* Problem description:
Reproduce verbatim the part of the listing that starts with the line containing "Analyze the image provided and locate where the black ceramic" and runs through the line containing "xmin=28 ymin=304 xmax=107 ymax=355", including both of those lines.

* Given information:
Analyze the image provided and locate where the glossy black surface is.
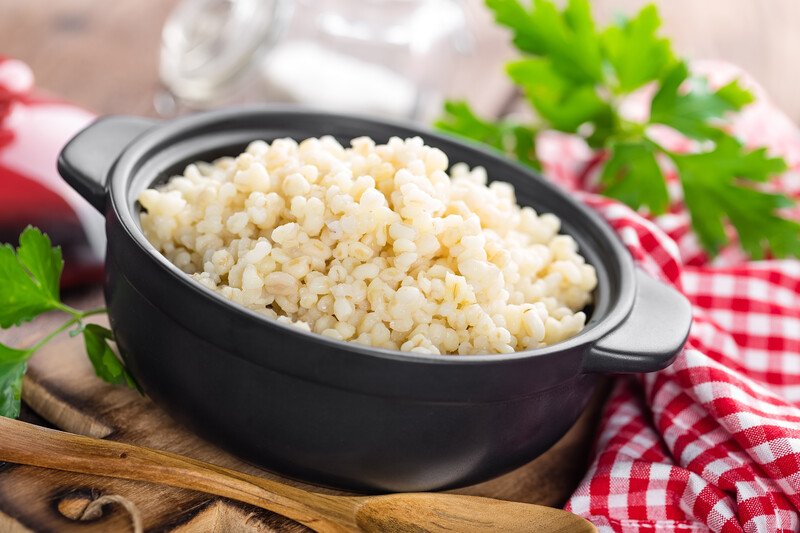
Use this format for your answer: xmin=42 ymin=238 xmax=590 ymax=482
xmin=59 ymin=107 xmax=691 ymax=491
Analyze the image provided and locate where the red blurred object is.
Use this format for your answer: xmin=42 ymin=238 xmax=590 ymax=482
xmin=0 ymin=56 xmax=105 ymax=287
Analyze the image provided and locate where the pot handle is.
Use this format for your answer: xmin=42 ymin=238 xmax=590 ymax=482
xmin=583 ymin=268 xmax=692 ymax=373
xmin=58 ymin=116 xmax=157 ymax=213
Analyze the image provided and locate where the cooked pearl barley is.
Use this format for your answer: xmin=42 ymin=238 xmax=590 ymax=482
xmin=139 ymin=137 xmax=597 ymax=354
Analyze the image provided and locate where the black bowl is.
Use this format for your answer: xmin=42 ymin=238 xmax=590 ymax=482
xmin=59 ymin=107 xmax=691 ymax=491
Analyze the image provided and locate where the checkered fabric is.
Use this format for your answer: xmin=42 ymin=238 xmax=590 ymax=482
xmin=541 ymin=64 xmax=800 ymax=533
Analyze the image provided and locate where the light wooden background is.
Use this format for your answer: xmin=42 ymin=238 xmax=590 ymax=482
xmin=0 ymin=0 xmax=800 ymax=121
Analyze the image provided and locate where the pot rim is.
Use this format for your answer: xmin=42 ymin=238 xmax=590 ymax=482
xmin=107 ymin=105 xmax=636 ymax=365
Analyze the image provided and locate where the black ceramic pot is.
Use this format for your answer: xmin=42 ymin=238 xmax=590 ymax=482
xmin=59 ymin=107 xmax=691 ymax=491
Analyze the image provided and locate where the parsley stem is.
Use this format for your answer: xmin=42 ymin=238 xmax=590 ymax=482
xmin=28 ymin=317 xmax=81 ymax=355
xmin=28 ymin=304 xmax=107 ymax=355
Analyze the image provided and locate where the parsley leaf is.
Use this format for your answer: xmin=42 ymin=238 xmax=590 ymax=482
xmin=671 ymin=132 xmax=800 ymax=259
xmin=486 ymin=0 xmax=603 ymax=83
xmin=600 ymin=142 xmax=669 ymax=215
xmin=0 ymin=226 xmax=63 ymax=328
xmin=437 ymin=0 xmax=800 ymax=258
xmin=507 ymin=58 xmax=611 ymax=132
xmin=0 ymin=344 xmax=29 ymax=418
xmin=650 ymin=62 xmax=752 ymax=140
xmin=0 ymin=226 xmax=138 ymax=418
xmin=601 ymin=4 xmax=674 ymax=93
xmin=83 ymin=324 xmax=136 ymax=389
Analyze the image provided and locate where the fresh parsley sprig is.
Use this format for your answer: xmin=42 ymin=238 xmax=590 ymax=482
xmin=437 ymin=0 xmax=800 ymax=259
xmin=0 ymin=226 xmax=136 ymax=418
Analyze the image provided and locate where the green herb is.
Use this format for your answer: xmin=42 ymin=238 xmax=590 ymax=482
xmin=0 ymin=226 xmax=136 ymax=418
xmin=437 ymin=0 xmax=800 ymax=259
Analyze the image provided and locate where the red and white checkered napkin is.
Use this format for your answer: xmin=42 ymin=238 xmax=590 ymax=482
xmin=545 ymin=61 xmax=800 ymax=533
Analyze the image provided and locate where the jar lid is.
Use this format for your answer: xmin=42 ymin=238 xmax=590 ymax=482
xmin=160 ymin=0 xmax=291 ymax=103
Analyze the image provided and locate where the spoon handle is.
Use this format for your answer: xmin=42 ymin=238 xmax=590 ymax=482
xmin=0 ymin=417 xmax=355 ymax=532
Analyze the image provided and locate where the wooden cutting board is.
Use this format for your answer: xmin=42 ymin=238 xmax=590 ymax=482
xmin=0 ymin=288 xmax=607 ymax=533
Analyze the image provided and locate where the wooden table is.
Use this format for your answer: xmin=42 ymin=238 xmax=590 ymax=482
xmin=0 ymin=0 xmax=602 ymax=532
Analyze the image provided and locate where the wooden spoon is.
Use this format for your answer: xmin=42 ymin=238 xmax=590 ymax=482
xmin=0 ymin=417 xmax=596 ymax=533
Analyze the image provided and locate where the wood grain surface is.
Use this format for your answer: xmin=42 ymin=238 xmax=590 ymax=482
xmin=0 ymin=289 xmax=605 ymax=533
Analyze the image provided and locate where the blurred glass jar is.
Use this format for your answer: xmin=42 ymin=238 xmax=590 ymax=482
xmin=156 ymin=0 xmax=472 ymax=120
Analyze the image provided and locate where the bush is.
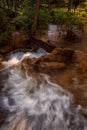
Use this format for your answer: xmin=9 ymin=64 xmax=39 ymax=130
xmin=38 ymin=9 xmax=50 ymax=29
xmin=50 ymin=10 xmax=84 ymax=37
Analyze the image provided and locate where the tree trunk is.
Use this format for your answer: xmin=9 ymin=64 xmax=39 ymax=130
xmin=32 ymin=0 xmax=40 ymax=35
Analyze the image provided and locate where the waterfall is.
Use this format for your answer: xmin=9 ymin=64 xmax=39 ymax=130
xmin=0 ymin=51 xmax=87 ymax=130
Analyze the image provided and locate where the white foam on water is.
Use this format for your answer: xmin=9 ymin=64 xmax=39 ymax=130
xmin=1 ymin=64 xmax=87 ymax=130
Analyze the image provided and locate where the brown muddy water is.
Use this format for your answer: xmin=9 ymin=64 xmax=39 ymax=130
xmin=0 ymin=52 xmax=87 ymax=130
xmin=0 ymin=26 xmax=87 ymax=130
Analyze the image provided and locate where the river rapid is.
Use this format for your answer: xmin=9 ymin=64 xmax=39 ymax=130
xmin=0 ymin=50 xmax=87 ymax=130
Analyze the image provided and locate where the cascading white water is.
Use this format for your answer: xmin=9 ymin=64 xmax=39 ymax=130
xmin=0 ymin=52 xmax=87 ymax=130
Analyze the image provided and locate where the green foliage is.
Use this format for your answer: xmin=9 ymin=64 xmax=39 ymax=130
xmin=50 ymin=10 xmax=84 ymax=36
xmin=0 ymin=8 xmax=14 ymax=41
xmin=38 ymin=9 xmax=50 ymax=29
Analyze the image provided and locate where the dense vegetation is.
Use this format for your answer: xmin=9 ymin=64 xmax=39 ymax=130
xmin=0 ymin=0 xmax=87 ymax=41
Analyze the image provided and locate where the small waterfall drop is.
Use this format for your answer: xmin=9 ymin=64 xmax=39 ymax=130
xmin=0 ymin=53 xmax=87 ymax=130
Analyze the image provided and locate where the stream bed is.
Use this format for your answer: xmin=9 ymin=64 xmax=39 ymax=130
xmin=0 ymin=50 xmax=87 ymax=130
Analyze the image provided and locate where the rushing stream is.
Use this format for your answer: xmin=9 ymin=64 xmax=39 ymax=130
xmin=0 ymin=53 xmax=87 ymax=130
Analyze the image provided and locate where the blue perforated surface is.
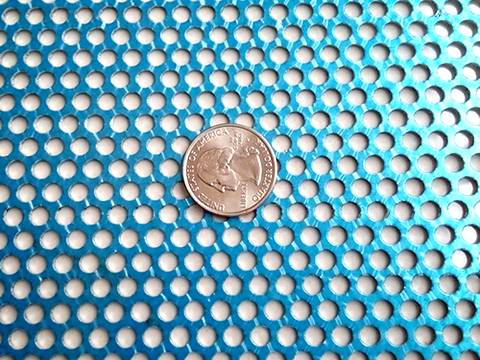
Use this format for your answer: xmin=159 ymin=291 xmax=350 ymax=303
xmin=0 ymin=0 xmax=480 ymax=359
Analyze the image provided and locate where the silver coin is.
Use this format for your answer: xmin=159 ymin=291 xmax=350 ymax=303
xmin=183 ymin=124 xmax=277 ymax=216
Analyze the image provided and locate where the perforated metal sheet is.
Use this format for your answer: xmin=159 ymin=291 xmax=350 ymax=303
xmin=0 ymin=0 xmax=480 ymax=359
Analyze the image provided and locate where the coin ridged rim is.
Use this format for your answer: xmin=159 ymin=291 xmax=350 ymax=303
xmin=182 ymin=123 xmax=278 ymax=217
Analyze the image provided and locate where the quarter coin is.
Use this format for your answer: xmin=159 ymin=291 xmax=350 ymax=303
xmin=183 ymin=124 xmax=277 ymax=216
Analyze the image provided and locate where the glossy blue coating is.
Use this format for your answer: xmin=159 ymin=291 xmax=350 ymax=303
xmin=0 ymin=0 xmax=480 ymax=360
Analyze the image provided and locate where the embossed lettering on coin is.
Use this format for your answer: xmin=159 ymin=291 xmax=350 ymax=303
xmin=183 ymin=124 xmax=277 ymax=216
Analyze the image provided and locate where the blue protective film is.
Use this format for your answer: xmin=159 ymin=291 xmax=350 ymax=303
xmin=0 ymin=0 xmax=480 ymax=360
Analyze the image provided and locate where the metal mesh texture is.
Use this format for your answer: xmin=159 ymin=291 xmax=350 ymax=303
xmin=0 ymin=0 xmax=480 ymax=360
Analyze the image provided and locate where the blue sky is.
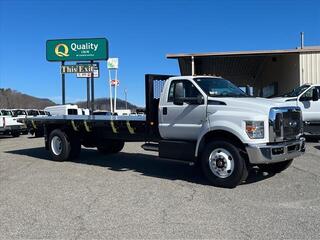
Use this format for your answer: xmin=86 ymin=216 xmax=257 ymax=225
xmin=0 ymin=0 xmax=320 ymax=106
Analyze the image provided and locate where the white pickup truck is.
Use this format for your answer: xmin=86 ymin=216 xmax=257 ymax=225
xmin=21 ymin=74 xmax=305 ymax=188
xmin=0 ymin=109 xmax=27 ymax=137
xmin=274 ymin=84 xmax=320 ymax=136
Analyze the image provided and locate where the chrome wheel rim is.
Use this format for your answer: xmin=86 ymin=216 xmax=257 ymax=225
xmin=209 ymin=148 xmax=234 ymax=178
xmin=51 ymin=136 xmax=62 ymax=156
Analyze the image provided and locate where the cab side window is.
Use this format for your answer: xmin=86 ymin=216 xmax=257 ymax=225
xmin=168 ymin=80 xmax=201 ymax=102
xmin=300 ymin=87 xmax=314 ymax=101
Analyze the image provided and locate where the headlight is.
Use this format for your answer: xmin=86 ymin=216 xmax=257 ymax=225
xmin=246 ymin=121 xmax=264 ymax=139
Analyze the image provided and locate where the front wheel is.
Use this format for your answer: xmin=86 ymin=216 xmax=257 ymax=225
xmin=201 ymin=141 xmax=248 ymax=188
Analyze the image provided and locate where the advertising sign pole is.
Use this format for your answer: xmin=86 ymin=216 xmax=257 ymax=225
xmin=108 ymin=69 xmax=113 ymax=113
xmin=90 ymin=60 xmax=94 ymax=112
xmin=114 ymin=69 xmax=118 ymax=111
xmin=87 ymin=77 xmax=90 ymax=109
xmin=61 ymin=61 xmax=66 ymax=105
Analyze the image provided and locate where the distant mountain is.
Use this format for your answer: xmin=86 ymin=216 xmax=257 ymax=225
xmin=75 ymin=98 xmax=139 ymax=111
xmin=0 ymin=88 xmax=138 ymax=111
xmin=0 ymin=88 xmax=56 ymax=109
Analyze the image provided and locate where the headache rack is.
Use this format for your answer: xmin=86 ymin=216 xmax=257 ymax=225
xmin=145 ymin=74 xmax=173 ymax=141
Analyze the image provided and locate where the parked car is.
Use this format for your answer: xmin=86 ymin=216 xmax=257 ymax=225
xmin=0 ymin=109 xmax=27 ymax=137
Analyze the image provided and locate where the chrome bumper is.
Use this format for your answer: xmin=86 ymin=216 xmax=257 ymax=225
xmin=246 ymin=138 xmax=305 ymax=164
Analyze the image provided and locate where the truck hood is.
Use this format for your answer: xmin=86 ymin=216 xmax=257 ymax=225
xmin=208 ymin=97 xmax=290 ymax=114
xmin=270 ymin=97 xmax=297 ymax=102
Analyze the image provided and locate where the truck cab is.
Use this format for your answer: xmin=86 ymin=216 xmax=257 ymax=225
xmin=158 ymin=76 xmax=304 ymax=187
xmin=274 ymin=84 xmax=320 ymax=136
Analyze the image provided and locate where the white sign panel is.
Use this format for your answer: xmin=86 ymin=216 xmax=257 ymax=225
xmin=107 ymin=58 xmax=119 ymax=69
xmin=77 ymin=63 xmax=99 ymax=78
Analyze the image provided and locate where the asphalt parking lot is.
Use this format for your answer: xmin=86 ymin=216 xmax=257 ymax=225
xmin=0 ymin=136 xmax=320 ymax=239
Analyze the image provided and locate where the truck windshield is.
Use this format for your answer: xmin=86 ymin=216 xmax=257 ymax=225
xmin=281 ymin=85 xmax=310 ymax=97
xmin=1 ymin=110 xmax=12 ymax=116
xmin=195 ymin=78 xmax=250 ymax=97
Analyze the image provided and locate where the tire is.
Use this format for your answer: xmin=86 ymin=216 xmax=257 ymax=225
xmin=259 ymin=159 xmax=293 ymax=173
xmin=49 ymin=129 xmax=71 ymax=161
xmin=97 ymin=140 xmax=124 ymax=154
xmin=11 ymin=131 xmax=20 ymax=137
xmin=201 ymin=141 xmax=248 ymax=188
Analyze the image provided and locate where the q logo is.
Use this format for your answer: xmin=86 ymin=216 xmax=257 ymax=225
xmin=54 ymin=43 xmax=69 ymax=57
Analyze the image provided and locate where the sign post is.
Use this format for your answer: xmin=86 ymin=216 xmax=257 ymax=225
xmin=107 ymin=58 xmax=119 ymax=113
xmin=87 ymin=77 xmax=90 ymax=109
xmin=61 ymin=61 xmax=66 ymax=105
xmin=90 ymin=61 xmax=94 ymax=112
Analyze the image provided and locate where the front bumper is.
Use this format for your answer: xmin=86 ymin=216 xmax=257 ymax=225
xmin=246 ymin=138 xmax=305 ymax=164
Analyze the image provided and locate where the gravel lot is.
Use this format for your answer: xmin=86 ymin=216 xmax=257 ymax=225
xmin=0 ymin=136 xmax=320 ymax=239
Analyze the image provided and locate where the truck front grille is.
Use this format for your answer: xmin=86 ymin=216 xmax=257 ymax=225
xmin=269 ymin=107 xmax=303 ymax=142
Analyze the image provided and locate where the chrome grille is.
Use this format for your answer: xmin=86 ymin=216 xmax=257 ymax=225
xmin=269 ymin=107 xmax=303 ymax=142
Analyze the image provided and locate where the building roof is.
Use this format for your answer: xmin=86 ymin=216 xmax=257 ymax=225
xmin=167 ymin=46 xmax=320 ymax=59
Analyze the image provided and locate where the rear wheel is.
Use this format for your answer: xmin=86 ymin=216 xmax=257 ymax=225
xmin=49 ymin=129 xmax=71 ymax=161
xmin=11 ymin=131 xmax=20 ymax=137
xmin=259 ymin=159 xmax=293 ymax=173
xmin=201 ymin=141 xmax=248 ymax=188
xmin=97 ymin=140 xmax=124 ymax=154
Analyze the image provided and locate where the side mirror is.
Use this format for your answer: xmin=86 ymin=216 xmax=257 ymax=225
xmin=312 ymin=88 xmax=320 ymax=102
xmin=173 ymin=82 xmax=184 ymax=105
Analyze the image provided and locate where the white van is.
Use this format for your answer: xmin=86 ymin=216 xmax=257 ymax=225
xmin=114 ymin=109 xmax=131 ymax=116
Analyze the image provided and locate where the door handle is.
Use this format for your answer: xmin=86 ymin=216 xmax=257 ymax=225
xmin=162 ymin=107 xmax=168 ymax=115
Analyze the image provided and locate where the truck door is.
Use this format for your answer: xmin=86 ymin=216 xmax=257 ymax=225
xmin=298 ymin=86 xmax=320 ymax=122
xmin=159 ymin=80 xmax=207 ymax=140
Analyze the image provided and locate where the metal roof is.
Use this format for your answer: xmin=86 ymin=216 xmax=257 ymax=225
xmin=166 ymin=46 xmax=320 ymax=58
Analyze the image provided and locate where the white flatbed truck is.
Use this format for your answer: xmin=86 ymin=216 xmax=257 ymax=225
xmin=25 ymin=74 xmax=305 ymax=188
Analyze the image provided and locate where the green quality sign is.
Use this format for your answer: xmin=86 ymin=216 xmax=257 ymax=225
xmin=46 ymin=38 xmax=108 ymax=61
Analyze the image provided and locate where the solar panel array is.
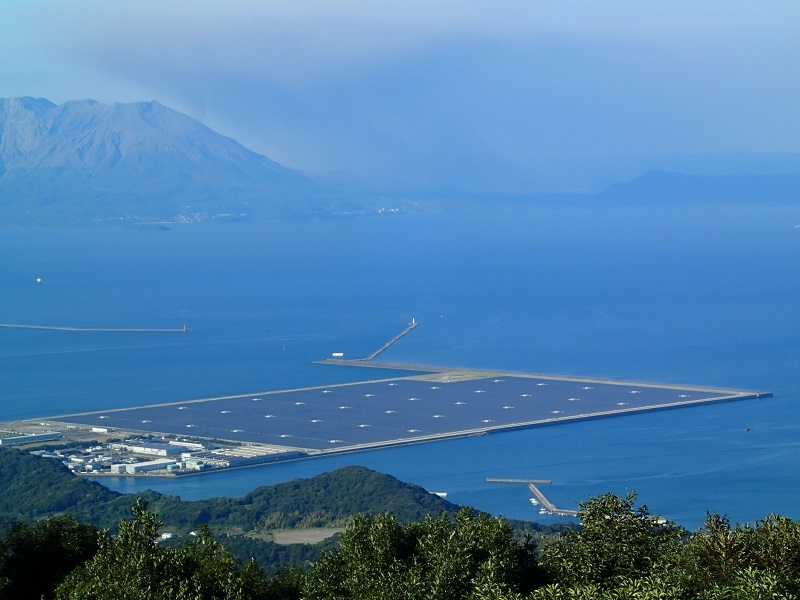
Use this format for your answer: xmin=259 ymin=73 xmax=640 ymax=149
xmin=54 ymin=373 xmax=756 ymax=451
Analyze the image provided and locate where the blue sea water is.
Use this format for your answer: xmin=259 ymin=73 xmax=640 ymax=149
xmin=0 ymin=205 xmax=800 ymax=528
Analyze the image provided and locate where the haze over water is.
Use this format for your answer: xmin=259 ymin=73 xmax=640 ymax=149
xmin=0 ymin=206 xmax=800 ymax=528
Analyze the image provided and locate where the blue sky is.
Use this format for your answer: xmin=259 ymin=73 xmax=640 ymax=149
xmin=0 ymin=0 xmax=800 ymax=190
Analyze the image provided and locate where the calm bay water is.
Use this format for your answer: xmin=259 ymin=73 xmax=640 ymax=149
xmin=0 ymin=206 xmax=800 ymax=527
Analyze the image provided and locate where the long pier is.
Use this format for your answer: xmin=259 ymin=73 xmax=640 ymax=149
xmin=486 ymin=477 xmax=578 ymax=517
xmin=361 ymin=319 xmax=417 ymax=360
xmin=0 ymin=323 xmax=188 ymax=333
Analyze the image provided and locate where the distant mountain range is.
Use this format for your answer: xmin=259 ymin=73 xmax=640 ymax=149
xmin=0 ymin=98 xmax=800 ymax=225
xmin=0 ymin=98 xmax=392 ymax=224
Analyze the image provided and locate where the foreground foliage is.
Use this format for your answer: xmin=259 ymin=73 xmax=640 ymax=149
xmin=0 ymin=454 xmax=800 ymax=600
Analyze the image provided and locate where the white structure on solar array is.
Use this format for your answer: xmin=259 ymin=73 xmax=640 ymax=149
xmin=0 ymin=431 xmax=61 ymax=446
xmin=111 ymin=443 xmax=184 ymax=456
xmin=111 ymin=458 xmax=175 ymax=475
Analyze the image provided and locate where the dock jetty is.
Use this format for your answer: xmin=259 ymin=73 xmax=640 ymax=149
xmin=0 ymin=323 xmax=188 ymax=333
xmin=486 ymin=477 xmax=578 ymax=517
xmin=361 ymin=318 xmax=417 ymax=360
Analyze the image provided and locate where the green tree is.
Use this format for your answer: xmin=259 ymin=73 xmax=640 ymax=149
xmin=0 ymin=516 xmax=97 ymax=600
xmin=304 ymin=509 xmax=537 ymax=600
xmin=56 ymin=502 xmax=268 ymax=600
xmin=540 ymin=493 xmax=686 ymax=588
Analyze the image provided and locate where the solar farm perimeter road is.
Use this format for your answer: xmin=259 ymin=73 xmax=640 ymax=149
xmin=49 ymin=364 xmax=771 ymax=454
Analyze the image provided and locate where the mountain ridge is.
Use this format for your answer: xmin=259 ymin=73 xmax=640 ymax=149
xmin=0 ymin=97 xmax=371 ymax=224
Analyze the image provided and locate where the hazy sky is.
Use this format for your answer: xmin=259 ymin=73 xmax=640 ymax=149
xmin=0 ymin=0 xmax=800 ymax=189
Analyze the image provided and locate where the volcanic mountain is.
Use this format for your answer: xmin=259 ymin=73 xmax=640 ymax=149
xmin=0 ymin=98 xmax=369 ymax=224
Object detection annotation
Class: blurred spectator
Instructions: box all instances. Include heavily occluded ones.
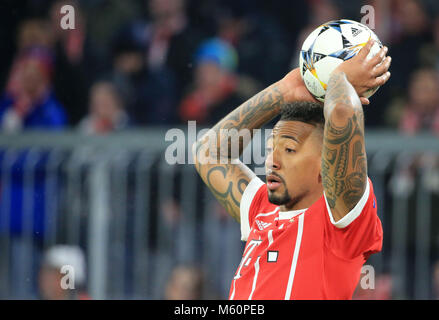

* Reply:
Analyze the image provided and locate where the black ceramic pot is.
Use this format for your answer: xmin=42 ymin=238 xmax=590 ymax=482
xmin=59 ymin=107 xmax=691 ymax=491
Analyze the image provided and locate where the parsley stem is.
Use this format for your answer: xmin=42 ymin=238 xmax=590 ymax=482
xmin=28 ymin=317 xmax=81 ymax=355
xmin=28 ymin=304 xmax=107 ymax=355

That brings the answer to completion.